*** MATERIAL SHOWN ***
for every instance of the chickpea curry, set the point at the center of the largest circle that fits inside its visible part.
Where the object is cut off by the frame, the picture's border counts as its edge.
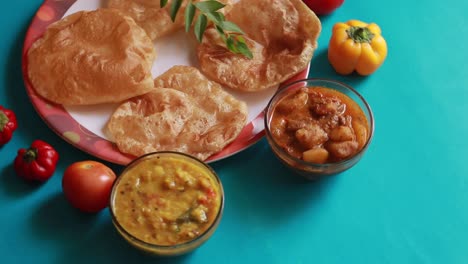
(319, 125)
(167, 201)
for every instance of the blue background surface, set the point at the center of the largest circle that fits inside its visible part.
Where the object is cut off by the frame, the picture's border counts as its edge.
(405, 202)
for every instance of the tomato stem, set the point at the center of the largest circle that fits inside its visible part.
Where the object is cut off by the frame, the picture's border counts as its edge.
(3, 120)
(30, 155)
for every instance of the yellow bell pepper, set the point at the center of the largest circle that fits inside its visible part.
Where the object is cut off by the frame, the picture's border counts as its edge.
(356, 46)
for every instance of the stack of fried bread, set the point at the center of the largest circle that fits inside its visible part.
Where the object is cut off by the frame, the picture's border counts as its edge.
(106, 56)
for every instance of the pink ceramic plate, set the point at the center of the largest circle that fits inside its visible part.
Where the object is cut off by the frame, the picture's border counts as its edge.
(61, 121)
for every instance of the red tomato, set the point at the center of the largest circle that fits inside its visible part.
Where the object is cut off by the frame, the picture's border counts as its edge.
(323, 7)
(87, 185)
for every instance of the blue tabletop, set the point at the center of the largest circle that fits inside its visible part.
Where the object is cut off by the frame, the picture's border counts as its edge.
(406, 201)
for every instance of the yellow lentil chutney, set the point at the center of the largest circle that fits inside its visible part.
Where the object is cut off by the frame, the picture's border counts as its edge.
(167, 199)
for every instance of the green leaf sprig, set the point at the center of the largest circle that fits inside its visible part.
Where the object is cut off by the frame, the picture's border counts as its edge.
(229, 32)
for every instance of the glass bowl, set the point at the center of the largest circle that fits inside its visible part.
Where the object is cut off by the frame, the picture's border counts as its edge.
(314, 170)
(167, 203)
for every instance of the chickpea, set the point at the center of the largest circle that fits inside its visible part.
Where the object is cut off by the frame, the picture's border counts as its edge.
(315, 155)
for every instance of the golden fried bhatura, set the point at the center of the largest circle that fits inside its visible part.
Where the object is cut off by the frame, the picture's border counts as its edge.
(185, 112)
(92, 57)
(282, 35)
(149, 15)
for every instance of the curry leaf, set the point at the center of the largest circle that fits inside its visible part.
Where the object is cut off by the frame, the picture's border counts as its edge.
(216, 17)
(229, 26)
(209, 6)
(200, 26)
(189, 15)
(175, 8)
(231, 44)
(243, 48)
(230, 33)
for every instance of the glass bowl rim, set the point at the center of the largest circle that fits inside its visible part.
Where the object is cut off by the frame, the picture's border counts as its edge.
(145, 244)
(323, 80)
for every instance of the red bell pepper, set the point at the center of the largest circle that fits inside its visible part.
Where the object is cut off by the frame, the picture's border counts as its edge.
(36, 163)
(8, 125)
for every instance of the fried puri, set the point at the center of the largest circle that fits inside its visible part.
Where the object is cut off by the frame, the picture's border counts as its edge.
(150, 16)
(185, 112)
(282, 35)
(92, 57)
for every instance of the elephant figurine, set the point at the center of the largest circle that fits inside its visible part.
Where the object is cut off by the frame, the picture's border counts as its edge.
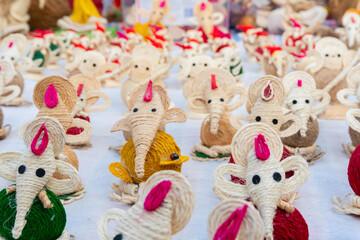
(257, 152)
(350, 33)
(301, 94)
(297, 40)
(350, 203)
(343, 95)
(88, 91)
(240, 216)
(266, 97)
(214, 92)
(56, 97)
(276, 61)
(33, 196)
(4, 129)
(148, 149)
(9, 90)
(164, 208)
(329, 63)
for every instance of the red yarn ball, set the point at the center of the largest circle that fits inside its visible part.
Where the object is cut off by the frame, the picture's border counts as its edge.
(290, 226)
(354, 171)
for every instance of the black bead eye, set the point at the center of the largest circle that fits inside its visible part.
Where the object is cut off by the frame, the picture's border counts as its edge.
(256, 179)
(22, 169)
(40, 172)
(277, 176)
(174, 156)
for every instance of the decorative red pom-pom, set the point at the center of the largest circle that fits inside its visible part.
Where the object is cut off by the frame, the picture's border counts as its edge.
(354, 171)
(290, 226)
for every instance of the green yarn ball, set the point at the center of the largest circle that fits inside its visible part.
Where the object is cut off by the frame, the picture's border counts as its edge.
(42, 224)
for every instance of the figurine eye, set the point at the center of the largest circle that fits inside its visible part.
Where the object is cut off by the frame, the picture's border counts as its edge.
(22, 169)
(277, 176)
(40, 172)
(256, 179)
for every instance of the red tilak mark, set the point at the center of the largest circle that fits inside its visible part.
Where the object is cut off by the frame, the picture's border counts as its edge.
(44, 141)
(230, 228)
(162, 4)
(51, 99)
(213, 82)
(157, 195)
(79, 90)
(262, 150)
(148, 94)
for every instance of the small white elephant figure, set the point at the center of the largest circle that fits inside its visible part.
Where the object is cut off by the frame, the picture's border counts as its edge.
(257, 152)
(235, 219)
(301, 93)
(214, 94)
(32, 171)
(164, 208)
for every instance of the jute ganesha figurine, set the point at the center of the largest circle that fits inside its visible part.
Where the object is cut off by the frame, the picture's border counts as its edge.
(301, 93)
(36, 212)
(257, 152)
(164, 208)
(148, 149)
(344, 96)
(235, 219)
(266, 97)
(4, 129)
(350, 203)
(328, 64)
(214, 91)
(88, 90)
(56, 97)
(11, 85)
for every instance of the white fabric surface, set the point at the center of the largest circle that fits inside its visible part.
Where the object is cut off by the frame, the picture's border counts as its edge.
(328, 177)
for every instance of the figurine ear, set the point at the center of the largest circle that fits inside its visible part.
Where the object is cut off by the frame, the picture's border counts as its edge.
*** End of MATERIAL SHOWN ***
Retype each record exactly as it stands, but do not include the pictures.

for every instance of the chickpea curry, set the point at the center of the largest circle that fits inside its visible part.
Where the object is cut off by the frame, the picture's border counts as its edge.
(319, 125)
(167, 201)
for every instance of the blue background surface, set the point at the center of the largest circle that fits inside its visible part.
Where the object is cut off by the frame, the picture's border counts as its edge.
(405, 202)
for every instance of the tomato stem, set the point at the center of the largest circle that fits inside its visible part.
Where the object is cut off by the frame, the picture's border counts as its edge.
(3, 120)
(30, 155)
for every instance of the yellow bell pepper, set the point at the center of the largest circle that fits inside its visible part.
Where the object is cut off by the frame, the picture's border counts as its edge.
(356, 46)
for every instance of the stack of fried bread, set the point at the center of the largest circle that fits inside its visible part.
Where the object is cut off by the frame, the picture's border counts as its edge.
(106, 56)
for every instance of the pink ceramic plate, set the point at the center of the largest circle that fits inside its visible part.
Where the object is cut off by the frame, the picture's border counts as its edge.
(61, 121)
for every instance of the red tomato, set the point at the center of the largest circle that fits inside its visible part.
Where the object is cut off by the frame, the picture's border counts as its edge.
(323, 7)
(87, 185)
for every instance of the blue tabletop, set the point at the center of the largest circle that fits inside its visible part.
Where the object is cut off by the frame, the picture's border counts as its edge.
(406, 201)
for every instance of the yellow lentil chutney, set the point at the center of the largest circle that fits inside its visible part.
Where the object is cut off by the frame, the picture's border counts as its edge.
(167, 199)
for every instance of the green leaf sprig, set the point at the center of the largest circle that fits inside its visible part.
Where the object is cut off by the frame, the picture's border counts as its edge.
(229, 32)
for every instance of the glass bowl, set the point at the center of the largest circle that fits inside its visible part.
Where the object is cut off by the frame, the picture's border counts as its edge.
(314, 170)
(167, 203)
for every instance of the chickpea, set the point at the center of the largest circle that fits inside its visible part.
Where the object is cut off by the frame, the picture's border counts as its edge.
(315, 155)
for every instance of the golden fried bhatura, set the point at the center of the largest circle that fits inside its visible part.
Where the object is cut off by the frame, the picture's border counts as its edge.
(185, 112)
(92, 57)
(282, 35)
(149, 15)
for every instance of the curry leaf, set the point at the center of the largest circle that fits inside its visible part.
Where the object is cut off by the frame, the picture's border counts as its edge.
(216, 17)
(229, 26)
(209, 6)
(200, 26)
(189, 15)
(175, 8)
(231, 44)
(243, 48)
(230, 33)
for every instance of the glass bowl rim, set the point at the center of the largest circle that fits inside its visible part.
Where the object is cut off by the frame, the picture's border counts as its edge.
(145, 244)
(323, 80)
for every instance of the red bell pepper, set the point at the center of the largest circle that fits inside its visible part.
Where the object is cut off by the frame, the picture's border counts as its edge.
(36, 163)
(8, 125)
for every instance of the fried puri, set the point at the center of the largest circle that fits inside its visible part.
Where the object is cut off by the frame, the picture's border counts as its edge.
(150, 16)
(185, 112)
(282, 35)
(92, 57)
for every instance of the elephant figurine, set the point at the center of the largest circle that fits inside its visible part.
Where the object is cut off by the frame, the picture's border counts as its edge.
(257, 152)
(350, 33)
(301, 94)
(297, 40)
(350, 203)
(343, 95)
(88, 91)
(240, 216)
(266, 97)
(214, 92)
(56, 97)
(276, 61)
(33, 196)
(4, 129)
(148, 149)
(9, 90)
(164, 208)
(329, 63)
for every instance of the red yarn ball, set the point at the center of the largest circle that fits inside its visible part.
Where the object is cut off by the frame, the picture's border counts as its edge.
(290, 226)
(354, 171)
for every instance of the black bead eye, set the point at the center of the largest circle that fits inside its visible part.
Where the object is cut off by the frame, the picture's border counts as its edge.
(256, 179)
(22, 169)
(40, 172)
(277, 176)
(174, 156)
for every instance of the decorative red pom-pom, set the point at the center of the largest circle that fits inside its visible part.
Where the object is cut off by the frame, the picture's border counts as its edge.
(354, 171)
(290, 226)
for every instance of the green yarn ball, set the point at the center of the largest circle that fits inside its visible part.
Where the object is cut off by the frame, the picture's border counts as its edge.
(42, 224)
for every instance of the figurine eye, set the point at the center of the largest circle that fits inside its visible part.
Where the object is cut off by the frame, the picture's border counts as its edge.
(22, 169)
(277, 176)
(40, 172)
(256, 179)
for every instance of the red tilak mark, set the point at the center of the largest circle that fits inside its visible part.
Where the object is cut off by the frame, the picture's border counts as its edge.
(44, 141)
(230, 228)
(162, 4)
(51, 99)
(213, 82)
(157, 195)
(79, 90)
(262, 150)
(148, 94)
for every instance of the small white elephant figure, set the point at the center of the largest circle that fits inside its visible part.
Where the object is cut off by the frame, the picture's border counts as its edge.
(257, 152)
(235, 219)
(301, 93)
(214, 94)
(32, 171)
(164, 208)
for every instance of the jute ganesha figurine, set the point at the center of the largest circle that fits inside its visible part.
Where the object is cut off by the frame, the picture's border counts as its edge.
(301, 93)
(36, 212)
(257, 152)
(164, 208)
(148, 149)
(344, 96)
(235, 219)
(266, 97)
(4, 129)
(350, 203)
(328, 64)
(214, 91)
(88, 90)
(56, 97)
(11, 85)
for every instance of the white fabric surface, set the point at the center of the largest circle that fits inside its visible part.
Where the object is cut off by the frame, the picture's border counts as its edge.
(328, 177)
for every instance of the figurine ear, set the point at the center of the largest circle that fits inside its visible part.
Where the object is cut off by the frame, the picture's border counts as its edge.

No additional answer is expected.